> [Data to process]
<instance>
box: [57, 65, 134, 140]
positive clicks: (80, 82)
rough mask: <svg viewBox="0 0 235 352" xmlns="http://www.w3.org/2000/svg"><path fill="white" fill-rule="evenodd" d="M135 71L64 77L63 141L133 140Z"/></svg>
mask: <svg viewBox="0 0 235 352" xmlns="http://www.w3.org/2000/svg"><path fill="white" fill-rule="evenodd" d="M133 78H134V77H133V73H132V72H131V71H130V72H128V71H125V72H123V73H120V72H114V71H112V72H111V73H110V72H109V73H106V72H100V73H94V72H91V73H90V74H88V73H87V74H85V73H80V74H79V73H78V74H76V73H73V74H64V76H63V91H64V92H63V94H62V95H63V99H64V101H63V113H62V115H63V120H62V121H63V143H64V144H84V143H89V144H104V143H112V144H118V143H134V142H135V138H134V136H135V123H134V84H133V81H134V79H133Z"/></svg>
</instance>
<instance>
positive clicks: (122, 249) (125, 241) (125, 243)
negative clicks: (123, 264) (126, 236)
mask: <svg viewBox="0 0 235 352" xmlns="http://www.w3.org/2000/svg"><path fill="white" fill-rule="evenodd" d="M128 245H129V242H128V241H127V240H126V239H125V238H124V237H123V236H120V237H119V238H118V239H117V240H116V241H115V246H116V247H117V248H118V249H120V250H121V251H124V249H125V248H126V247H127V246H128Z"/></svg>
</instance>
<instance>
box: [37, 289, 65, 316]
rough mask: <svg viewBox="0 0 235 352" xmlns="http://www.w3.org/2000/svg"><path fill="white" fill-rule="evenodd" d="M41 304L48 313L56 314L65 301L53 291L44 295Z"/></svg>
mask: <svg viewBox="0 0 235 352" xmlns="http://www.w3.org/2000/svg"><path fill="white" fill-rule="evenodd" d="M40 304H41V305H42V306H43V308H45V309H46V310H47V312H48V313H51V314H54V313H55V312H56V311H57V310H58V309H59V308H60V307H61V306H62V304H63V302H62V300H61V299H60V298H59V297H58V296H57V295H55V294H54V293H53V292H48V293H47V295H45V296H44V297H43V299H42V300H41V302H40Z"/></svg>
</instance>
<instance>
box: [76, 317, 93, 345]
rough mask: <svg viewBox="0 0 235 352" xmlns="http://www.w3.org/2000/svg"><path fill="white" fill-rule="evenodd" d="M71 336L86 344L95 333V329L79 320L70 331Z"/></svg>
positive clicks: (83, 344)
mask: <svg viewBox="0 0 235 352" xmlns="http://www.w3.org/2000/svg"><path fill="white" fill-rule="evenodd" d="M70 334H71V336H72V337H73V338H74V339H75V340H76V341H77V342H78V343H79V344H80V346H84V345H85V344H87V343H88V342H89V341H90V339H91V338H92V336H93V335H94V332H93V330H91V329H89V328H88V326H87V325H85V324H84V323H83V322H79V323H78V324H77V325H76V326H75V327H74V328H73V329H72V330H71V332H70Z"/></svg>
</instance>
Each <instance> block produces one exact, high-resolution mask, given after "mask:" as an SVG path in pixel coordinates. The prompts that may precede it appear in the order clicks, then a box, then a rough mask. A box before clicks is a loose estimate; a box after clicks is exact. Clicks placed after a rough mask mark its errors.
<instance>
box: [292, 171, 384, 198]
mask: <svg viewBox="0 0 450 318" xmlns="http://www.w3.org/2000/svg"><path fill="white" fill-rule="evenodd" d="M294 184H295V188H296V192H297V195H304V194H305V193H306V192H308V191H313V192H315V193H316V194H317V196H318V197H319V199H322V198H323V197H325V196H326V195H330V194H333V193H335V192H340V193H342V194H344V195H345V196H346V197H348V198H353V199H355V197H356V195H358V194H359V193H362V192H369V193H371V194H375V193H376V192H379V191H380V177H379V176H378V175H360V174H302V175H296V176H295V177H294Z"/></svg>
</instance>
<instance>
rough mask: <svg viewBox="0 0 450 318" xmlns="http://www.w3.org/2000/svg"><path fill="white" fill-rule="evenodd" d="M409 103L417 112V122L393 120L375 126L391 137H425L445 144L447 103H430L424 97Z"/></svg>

> [What is expected] Pick out every line in the records above that contains the string "clicks", and copy each one in full.

> [Solution for this problem]
positive clicks: (80, 82)
positive clicks: (122, 249) (125, 241) (125, 243)
negative clicks: (123, 264) (126, 236)
positive clicks: (83, 344)
Each <instance> block produces one exact, high-resolution mask, given after "mask:" as an SVG path in pixel coordinates. The prompts that may precede it appear in the order clicks, then a box, then a rough mask. A box before clicks is a loose estimate; a box after clicks is exact. Clicks placed after a rough mask mark its errors.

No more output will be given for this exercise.